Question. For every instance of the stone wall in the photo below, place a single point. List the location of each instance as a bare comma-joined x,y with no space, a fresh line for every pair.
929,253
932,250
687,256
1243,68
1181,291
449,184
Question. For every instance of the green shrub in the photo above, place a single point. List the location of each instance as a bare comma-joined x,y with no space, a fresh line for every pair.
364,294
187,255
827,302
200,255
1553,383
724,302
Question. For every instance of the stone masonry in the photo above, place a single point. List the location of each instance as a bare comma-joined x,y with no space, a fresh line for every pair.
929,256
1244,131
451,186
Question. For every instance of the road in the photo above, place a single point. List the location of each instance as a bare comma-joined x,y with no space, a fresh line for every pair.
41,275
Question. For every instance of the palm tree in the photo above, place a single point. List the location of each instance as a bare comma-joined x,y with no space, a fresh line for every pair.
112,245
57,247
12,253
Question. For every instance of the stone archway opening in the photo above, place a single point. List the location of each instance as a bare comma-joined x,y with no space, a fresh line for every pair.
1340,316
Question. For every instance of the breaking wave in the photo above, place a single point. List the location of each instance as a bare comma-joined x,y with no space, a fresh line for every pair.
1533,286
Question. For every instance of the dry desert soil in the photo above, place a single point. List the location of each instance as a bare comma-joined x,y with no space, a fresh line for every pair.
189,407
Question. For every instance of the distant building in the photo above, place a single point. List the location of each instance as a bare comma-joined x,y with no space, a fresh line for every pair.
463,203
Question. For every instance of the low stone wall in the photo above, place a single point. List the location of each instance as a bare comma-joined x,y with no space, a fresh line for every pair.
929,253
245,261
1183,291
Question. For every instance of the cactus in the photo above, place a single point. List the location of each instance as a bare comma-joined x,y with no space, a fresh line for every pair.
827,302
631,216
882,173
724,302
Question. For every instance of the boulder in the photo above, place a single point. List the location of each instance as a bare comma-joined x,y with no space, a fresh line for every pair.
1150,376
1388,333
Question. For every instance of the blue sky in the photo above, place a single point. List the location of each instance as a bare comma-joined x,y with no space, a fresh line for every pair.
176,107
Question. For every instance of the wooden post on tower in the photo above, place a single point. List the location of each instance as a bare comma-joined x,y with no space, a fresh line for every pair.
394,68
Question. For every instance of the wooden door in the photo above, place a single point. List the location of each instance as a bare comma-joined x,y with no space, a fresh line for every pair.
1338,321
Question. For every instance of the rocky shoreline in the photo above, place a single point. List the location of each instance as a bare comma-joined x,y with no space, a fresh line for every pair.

■ **What to produce**
Copy out every entry again, exactly as it was given.

■ **Solved exercise**
Question. For every instance of the stone wall in the photo below, place a single point. List the location of each instance as a bare comma-joined x,y with no space, a fresh line for every pair.
929,253
932,250
687,256
1243,68
1181,291
449,184
Question. For every instance of the green shrub in the photo above, place a single point. List the location of each instance as a bare comma-joined x,y with no space, a fresh line for every pair.
364,294
187,255
827,302
200,255
1553,383
724,302
Question. For every instance of the stone masonry in the photo above, place a single point. List the location of each instance as a bare comma-joined x,y with no space, a fresh line for every pair.
929,256
1244,131
451,186
Question. For every instance of the road in the photo above, place a single point. List the location of each instance as a bare comma-joined x,y with no space, a fresh line for every pair.
41,275
Question. For every instance of the palm tree in the photo above, place a single point. List the location of each instance as a bare comma-joined x,y with no space, a fresh line for every pair.
112,245
57,247
12,253
Question. For every instance of the stone archway opening in the photo above, place a single point. List the location of each instance as a bare comma-joined x,y with no space, a fresh line for every pair.
1340,316
Question. For every instance of the breaking wave in the photo above, place a single point. List the location of each instance as a bare comma-joined x,y with no space, a fresh line for every pair.
1533,286
Question. For every instance of the dry desert soil in the photo above, place a single point. List the location of each instance as a bare comma-joined x,y with no space, a fresh line for every pair.
189,407
Question. For every instance of the distant building in the photo above, place a single point. List the location of each instance as a bare comma-joined x,y with no space, a fresh line for every pair.
463,203
Question. For every instance of the low stone wall in the photo above, place a single point. List the location of each instance as a bare comma-joined x,y with no space, a fresh line for every pair.
929,253
245,261
1183,291
Question. For every instance of the cactus in the photo above, place a single point. List the location of each instance as a bare comma-joined x,y with no space, a fresh line for every pair.
827,302
631,216
882,173
724,302
Question. For every instance of the boulder in the photo above, place a single point. List the location of each instance as a bare comma-joined x,y with no space, a fresh line for every pair.
1150,376
1388,333
Question. For every instance of the blue sky in the photo above, place a single point. List the location of each instance as a bare comma-joined x,y with no space, a fresh line for every pair.
176,107
Question. For every instance of the wooden post on tower in the photo above, place a single point. List the location of each instance as a bare comma-joined x,y with no space, a fresh line for every pair.
394,68
Question. For every instance of the wooden door in the photo above, place a single point. List the location of each instance as a bare comma-joined x,y with no space, a fresh line for every pair.
1338,321
Question. For every instance of the rocky shoreline in the photo above, place a single point. List the location of each instance as a bare comma-joined x,y with no space, a fresh line for every pair.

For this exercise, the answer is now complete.